• DOCUMENT EXTRACT
· · · · ·
Affinity essentially builds a digital Rolodex of contacts — sortable by filters like location, job title, last funding date, and more — complete with a history of interactions going back 10 years, and layers intelligence on top of it. Its web-based and mobile apps (and Chrome extension) pack in task automation tools that let users set up activity-triggered reminders and detect emails and messages in need of attention, as well as a nifty feature — Affinity Alliances — that enables them to connect with others outside of their team or network who might be able to “provide the most valuable introductions.”

Affinity competes with plenty of well-funded startups in the relationship management space, like Womply and Nimble — not to mention behemoths such as Microsoft and Salesforce. But it’s gained a fair bit of traction in the four years since its founding; Affinity currently helps to manage relationships across 20 million people and 5 million organizations, Zhou says, including Bain Capital Ventures, Kairos, Redpoint, American Family Insurance, AngelList, and others.

“Data is extremely valuable when it comes to building and nurturing professional relationships, but collecting, recording and accessing this data has traditionally been a time-consuming, manual process,” IbnAle said. “Affinity has found a way to harness the incredible amount of relationship data buried in our day-to-day communications and make it useful in a way that both simplifies relationship management and amplifies the value of our professional networks.”
· · · · ·
• TASKS FOR THIS EXERCISE
1. Summarize the passage on Affinity in two sentences.
2. In the entries, switch "rough mask" to "coarse mask" in the lines from the start of the entries through the line holding "542L511 529L502 528L471", inclusive, and give those lines with nothing else changed.
· · · · ·
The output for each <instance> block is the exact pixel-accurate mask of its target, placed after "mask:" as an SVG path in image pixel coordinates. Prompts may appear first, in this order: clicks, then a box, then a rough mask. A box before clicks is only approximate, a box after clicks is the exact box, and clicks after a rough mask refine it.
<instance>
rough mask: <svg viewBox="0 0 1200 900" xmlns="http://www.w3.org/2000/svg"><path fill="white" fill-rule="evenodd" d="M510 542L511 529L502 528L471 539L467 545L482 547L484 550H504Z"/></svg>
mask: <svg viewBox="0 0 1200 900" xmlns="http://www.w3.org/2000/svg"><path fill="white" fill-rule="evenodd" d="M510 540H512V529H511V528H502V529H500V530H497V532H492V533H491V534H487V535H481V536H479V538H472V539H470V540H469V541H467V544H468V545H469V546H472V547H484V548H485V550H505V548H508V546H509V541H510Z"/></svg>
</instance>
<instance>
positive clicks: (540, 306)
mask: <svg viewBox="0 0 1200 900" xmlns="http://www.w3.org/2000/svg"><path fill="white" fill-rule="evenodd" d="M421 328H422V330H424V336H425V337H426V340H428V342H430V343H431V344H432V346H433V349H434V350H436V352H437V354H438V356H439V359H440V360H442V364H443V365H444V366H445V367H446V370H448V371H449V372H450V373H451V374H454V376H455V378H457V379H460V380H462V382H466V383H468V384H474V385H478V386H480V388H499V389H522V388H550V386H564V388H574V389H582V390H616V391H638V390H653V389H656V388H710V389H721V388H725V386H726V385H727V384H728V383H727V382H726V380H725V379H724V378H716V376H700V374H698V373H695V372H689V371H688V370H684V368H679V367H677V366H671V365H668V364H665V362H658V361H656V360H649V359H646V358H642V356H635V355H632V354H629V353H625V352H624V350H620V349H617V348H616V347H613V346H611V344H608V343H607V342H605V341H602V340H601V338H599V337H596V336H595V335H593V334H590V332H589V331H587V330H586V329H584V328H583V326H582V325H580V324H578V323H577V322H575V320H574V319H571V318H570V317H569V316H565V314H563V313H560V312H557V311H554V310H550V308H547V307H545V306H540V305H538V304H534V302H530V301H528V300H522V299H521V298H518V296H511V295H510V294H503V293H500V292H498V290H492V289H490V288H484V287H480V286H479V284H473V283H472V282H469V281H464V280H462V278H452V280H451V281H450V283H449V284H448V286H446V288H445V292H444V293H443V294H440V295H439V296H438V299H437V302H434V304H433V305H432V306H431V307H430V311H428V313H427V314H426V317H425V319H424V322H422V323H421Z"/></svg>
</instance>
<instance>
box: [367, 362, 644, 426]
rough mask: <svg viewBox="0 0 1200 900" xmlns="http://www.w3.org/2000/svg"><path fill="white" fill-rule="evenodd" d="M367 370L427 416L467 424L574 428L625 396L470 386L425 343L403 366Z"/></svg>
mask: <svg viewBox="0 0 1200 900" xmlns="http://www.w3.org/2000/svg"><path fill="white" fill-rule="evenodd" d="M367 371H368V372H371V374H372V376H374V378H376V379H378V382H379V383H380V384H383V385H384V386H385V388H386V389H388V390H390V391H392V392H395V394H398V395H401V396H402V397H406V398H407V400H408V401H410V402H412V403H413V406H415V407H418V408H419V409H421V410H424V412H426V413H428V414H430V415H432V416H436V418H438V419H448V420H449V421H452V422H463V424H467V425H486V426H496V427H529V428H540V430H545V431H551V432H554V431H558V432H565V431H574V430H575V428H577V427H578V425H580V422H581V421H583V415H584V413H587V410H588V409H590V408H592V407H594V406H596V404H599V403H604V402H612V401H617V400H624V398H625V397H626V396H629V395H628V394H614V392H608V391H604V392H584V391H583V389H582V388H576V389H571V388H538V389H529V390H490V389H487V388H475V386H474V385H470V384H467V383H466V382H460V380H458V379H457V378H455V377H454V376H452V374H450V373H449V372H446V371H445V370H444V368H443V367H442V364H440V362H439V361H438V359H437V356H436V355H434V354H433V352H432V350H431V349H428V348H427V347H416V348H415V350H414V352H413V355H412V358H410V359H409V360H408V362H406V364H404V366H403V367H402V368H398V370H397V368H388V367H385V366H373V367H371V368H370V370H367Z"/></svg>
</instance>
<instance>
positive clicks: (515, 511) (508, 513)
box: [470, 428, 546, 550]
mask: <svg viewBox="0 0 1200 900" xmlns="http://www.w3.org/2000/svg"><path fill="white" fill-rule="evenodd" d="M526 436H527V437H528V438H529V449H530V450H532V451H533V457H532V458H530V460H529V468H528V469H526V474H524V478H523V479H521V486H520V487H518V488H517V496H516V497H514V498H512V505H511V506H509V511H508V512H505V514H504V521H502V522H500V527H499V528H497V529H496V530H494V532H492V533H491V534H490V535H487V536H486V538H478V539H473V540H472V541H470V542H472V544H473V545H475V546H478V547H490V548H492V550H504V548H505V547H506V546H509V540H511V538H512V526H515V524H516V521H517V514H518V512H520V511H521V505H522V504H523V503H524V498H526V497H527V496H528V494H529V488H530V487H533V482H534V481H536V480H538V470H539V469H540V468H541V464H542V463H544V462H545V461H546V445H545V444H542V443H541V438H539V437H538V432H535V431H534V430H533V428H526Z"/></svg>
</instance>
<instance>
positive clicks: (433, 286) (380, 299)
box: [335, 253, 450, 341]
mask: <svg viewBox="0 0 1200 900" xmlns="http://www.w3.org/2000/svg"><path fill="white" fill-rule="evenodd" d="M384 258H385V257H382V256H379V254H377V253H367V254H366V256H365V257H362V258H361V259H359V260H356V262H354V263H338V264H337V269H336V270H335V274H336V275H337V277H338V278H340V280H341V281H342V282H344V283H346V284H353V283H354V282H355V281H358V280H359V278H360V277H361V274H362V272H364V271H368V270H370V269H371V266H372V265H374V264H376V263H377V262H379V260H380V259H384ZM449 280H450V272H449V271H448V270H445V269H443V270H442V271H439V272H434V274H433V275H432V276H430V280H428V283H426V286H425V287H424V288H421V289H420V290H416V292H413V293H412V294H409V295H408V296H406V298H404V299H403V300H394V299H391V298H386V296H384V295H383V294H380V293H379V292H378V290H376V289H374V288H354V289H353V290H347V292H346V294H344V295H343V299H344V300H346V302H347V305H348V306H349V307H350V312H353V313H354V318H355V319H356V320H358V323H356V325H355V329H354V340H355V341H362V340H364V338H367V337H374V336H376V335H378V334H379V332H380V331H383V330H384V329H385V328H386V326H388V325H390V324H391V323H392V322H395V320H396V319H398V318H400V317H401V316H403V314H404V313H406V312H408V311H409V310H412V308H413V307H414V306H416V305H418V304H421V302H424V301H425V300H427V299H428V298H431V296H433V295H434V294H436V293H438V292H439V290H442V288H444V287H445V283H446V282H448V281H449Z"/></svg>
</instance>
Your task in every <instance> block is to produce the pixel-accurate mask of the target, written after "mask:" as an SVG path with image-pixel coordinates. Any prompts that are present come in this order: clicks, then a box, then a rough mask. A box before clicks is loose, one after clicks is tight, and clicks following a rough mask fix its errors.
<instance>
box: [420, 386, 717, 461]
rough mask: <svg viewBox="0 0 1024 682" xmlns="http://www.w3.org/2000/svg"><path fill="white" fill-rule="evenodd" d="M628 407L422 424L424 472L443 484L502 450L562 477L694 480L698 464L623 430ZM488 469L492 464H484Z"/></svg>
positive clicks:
· · · · ·
• ANSWERS
1. Affinity builds a sortable digital Rolodex of contacts with up to 10 years of interaction history, adds intelligence on top of it, and offers task automation and an Affinity Alliances feature for finding valuable introductions outside a user's network. Although it competes with well-funded startups and giants like Microsoft and Salesforce, it has gained traction in its four years, helping manage relationships across 20 million people and 5 million organizations.

2.
The output for each <instance> block is the exact pixel-accurate mask of its target, placed after "mask:" as an SVG path in image pixel coordinates. Prompts may appear first, in this order: clicks, then a box, then a coarse mask. A box before clicks is only approximate, a box after clicks is the exact box, and clicks after a coarse mask refine it.
<instance>
coarse mask: <svg viewBox="0 0 1200 900" xmlns="http://www.w3.org/2000/svg"><path fill="white" fill-rule="evenodd" d="M510 542L511 529L502 528L471 539L467 545L482 547L484 550H504Z"/></svg>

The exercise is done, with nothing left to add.